Available data.
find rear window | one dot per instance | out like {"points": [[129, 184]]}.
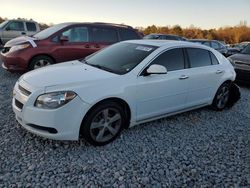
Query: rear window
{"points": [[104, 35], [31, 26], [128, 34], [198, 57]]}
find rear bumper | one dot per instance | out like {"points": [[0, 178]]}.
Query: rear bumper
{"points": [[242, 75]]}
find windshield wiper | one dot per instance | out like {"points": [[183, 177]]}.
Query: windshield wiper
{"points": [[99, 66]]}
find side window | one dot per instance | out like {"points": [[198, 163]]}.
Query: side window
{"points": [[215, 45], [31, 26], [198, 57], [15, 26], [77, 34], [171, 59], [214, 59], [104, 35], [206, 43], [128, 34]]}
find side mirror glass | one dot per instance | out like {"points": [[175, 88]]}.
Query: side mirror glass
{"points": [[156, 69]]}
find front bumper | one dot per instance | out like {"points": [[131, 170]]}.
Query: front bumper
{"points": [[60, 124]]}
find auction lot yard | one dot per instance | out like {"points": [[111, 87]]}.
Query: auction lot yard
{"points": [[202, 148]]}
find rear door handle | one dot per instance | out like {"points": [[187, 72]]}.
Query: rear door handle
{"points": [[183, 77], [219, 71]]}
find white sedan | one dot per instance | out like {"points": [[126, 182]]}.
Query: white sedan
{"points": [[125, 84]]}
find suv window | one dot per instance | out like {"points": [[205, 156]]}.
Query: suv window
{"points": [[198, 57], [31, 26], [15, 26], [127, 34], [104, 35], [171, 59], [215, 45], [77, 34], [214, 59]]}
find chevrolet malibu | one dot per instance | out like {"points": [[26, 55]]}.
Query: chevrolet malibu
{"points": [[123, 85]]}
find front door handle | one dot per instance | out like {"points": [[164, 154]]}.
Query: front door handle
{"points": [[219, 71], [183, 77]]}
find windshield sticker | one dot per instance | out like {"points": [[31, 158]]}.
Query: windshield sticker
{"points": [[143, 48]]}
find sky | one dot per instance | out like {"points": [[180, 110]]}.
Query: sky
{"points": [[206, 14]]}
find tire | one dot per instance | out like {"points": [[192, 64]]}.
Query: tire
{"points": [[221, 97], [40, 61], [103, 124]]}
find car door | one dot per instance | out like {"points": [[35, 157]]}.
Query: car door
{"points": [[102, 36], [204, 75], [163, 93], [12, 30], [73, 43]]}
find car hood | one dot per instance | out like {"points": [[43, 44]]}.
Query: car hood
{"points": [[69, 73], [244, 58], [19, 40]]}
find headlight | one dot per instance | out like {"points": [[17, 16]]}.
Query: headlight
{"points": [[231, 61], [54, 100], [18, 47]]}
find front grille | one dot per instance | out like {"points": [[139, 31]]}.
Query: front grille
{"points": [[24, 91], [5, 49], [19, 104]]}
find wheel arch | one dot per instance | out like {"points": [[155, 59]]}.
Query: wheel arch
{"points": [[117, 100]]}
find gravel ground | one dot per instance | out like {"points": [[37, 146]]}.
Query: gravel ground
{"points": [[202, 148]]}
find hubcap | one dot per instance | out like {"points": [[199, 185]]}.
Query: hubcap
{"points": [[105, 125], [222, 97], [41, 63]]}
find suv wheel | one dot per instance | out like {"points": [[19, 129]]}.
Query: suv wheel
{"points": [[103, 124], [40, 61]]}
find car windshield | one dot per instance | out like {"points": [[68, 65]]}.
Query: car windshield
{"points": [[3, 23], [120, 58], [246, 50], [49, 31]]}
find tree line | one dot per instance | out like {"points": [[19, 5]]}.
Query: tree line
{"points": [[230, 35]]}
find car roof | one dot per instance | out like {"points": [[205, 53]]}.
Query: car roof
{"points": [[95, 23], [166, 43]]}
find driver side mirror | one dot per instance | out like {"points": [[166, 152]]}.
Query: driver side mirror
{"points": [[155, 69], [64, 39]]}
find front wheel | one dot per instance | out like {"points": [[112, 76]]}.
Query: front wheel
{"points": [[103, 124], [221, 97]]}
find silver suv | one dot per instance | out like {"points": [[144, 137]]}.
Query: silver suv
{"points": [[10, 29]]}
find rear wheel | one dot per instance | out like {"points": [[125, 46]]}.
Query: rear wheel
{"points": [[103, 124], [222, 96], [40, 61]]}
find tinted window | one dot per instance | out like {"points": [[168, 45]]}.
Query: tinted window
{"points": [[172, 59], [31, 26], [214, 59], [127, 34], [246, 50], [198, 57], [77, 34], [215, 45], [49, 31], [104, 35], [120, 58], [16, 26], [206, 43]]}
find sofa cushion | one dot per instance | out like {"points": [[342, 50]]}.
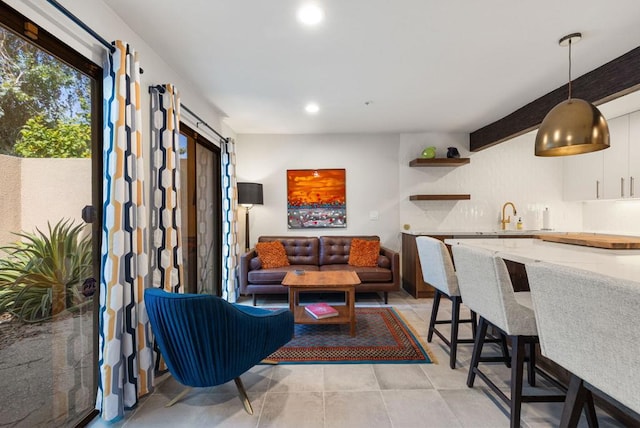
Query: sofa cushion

Problem description.
Each line above is to be copied verbatim. Drop any image from the copy.

The output.
find rear window | one dot per instance | out like {"points": [[129, 184]]}.
Query: rear window
{"points": [[104, 35], [31, 26], [128, 34], [198, 57]]}
find rear bumper | one dot per instance | out like {"points": [[0, 178]]}.
Query: rear bumper
{"points": [[242, 75]]}
find windshield wiper | one dot per instance | out like {"points": [[183, 177]]}.
Query: windshield wiper
{"points": [[99, 66]]}
find side window | one dot per instance | out like {"points": [[198, 163]]}.
Query: side window
{"points": [[215, 45], [31, 26], [198, 57], [15, 26], [77, 34], [171, 59], [214, 59], [104, 35], [206, 43], [128, 34]]}
find side mirror glass | one dot per instance | out like {"points": [[175, 88]]}.
Query: side mirror glass
{"points": [[156, 69]]}
find front bumper | one dot per instance | out like {"points": [[131, 170]]}.
Query: front bumper
{"points": [[60, 124]]}
find auction lot yard | one dot per instance | out like {"points": [[111, 87]]}.
Query: auction lot yard
{"points": [[202, 148]]}
find rear door handle | one dot per instance | out like {"points": [[187, 72]]}.
Query: rear door handle
{"points": [[183, 77], [219, 71]]}
find white sedan | one dot per instance | out like {"points": [[126, 182]]}.
Query: white sedan
{"points": [[125, 84]]}
find suv window | one dot per instance | out like {"points": [[205, 156]]}.
Query: suv window
{"points": [[198, 57], [31, 26], [15, 26], [127, 34], [104, 35], [171, 59], [215, 45], [77, 34], [214, 59]]}
find chevrolet malibu | one dot per instance | out like {"points": [[26, 55]]}.
Query: chevrolet malibu
{"points": [[123, 85]]}
find front door handle | one dot per instance | out like {"points": [[164, 154]]}.
Query: front door handle
{"points": [[219, 71], [183, 77]]}
find windshield sticker | one dot per instance | out like {"points": [[31, 158]]}.
Query: windshield sticker
{"points": [[143, 48]]}
find sky | one dot per instance | out like {"points": [[180, 110]]}.
Query: sky
{"points": [[206, 14]]}
find tire | one dot per instance | out like {"points": [[192, 64]]}.
Query: tire
{"points": [[221, 97], [40, 61], [103, 124]]}
find car door | one dot per instance | out like {"points": [[35, 157]]}.
Query: car door
{"points": [[102, 36], [204, 75], [163, 93], [12, 30], [73, 43]]}
find car hood | one dot per instance | out like {"points": [[43, 44]]}.
Query: car hood
{"points": [[69, 73], [244, 58], [19, 40]]}
find headlight | one dot per instance | out like {"points": [[17, 16]]}.
Query: headlight
{"points": [[231, 61], [54, 100], [18, 47]]}
find front grille | one dot per instance | out like {"points": [[139, 31]]}.
Query: front grille
{"points": [[24, 91], [5, 49], [19, 104]]}
find wheel arch | one dot per instance | out like {"points": [[155, 59]]}.
Query: wheel arch
{"points": [[117, 100]]}
find gravel ground | one dot per instance | out like {"points": [[37, 146]]}.
Query: gravel ground
{"points": [[202, 148]]}
find hubcap | one dot per instance | out like {"points": [[199, 185]]}.
Query: hubcap
{"points": [[105, 125], [222, 97], [41, 63]]}
find suv wheel | one dot per instance | out like {"points": [[19, 129]]}.
Query: suv wheel
{"points": [[103, 124], [40, 61]]}
find car windshield | one dot per instance | out like {"points": [[68, 65]]}.
Query: car windshield
{"points": [[3, 23], [120, 58], [246, 50], [49, 31]]}
find tree line | one dot per instance | out like {"points": [[19, 5]]}.
Query: tree line
{"points": [[230, 35]]}
find car roof | one dot per instance | out like {"points": [[205, 53]]}.
Query: car roof
{"points": [[95, 23], [166, 43]]}
find driver side mirror | one dot per instance | out like {"points": [[166, 152]]}.
Query: driver side mirror
{"points": [[155, 69], [64, 39]]}
find front wheel | one dot per instance | out like {"points": [[112, 76]]}.
Query: front wheel
{"points": [[103, 124], [221, 97]]}
find silver suv | one dot per instance | out like {"points": [[144, 137]]}.
Query: silver suv
{"points": [[10, 29]]}
find rear wheel | one dot per instance | out like {"points": [[125, 46]]}.
Query: rear wheel
{"points": [[103, 124], [222, 96], [40, 61]]}
find tinted window | one dot per instance | out like {"points": [[168, 45]]}.
Query: tinted window
{"points": [[172, 59], [31, 26], [214, 59], [127, 34], [246, 50], [198, 57], [77, 34], [215, 45], [49, 31], [104, 35], [120, 58], [16, 26], [206, 43]]}
find sofa cushion | one dot per instance | out like {"points": [[342, 50]]}.
Query: sofa cushion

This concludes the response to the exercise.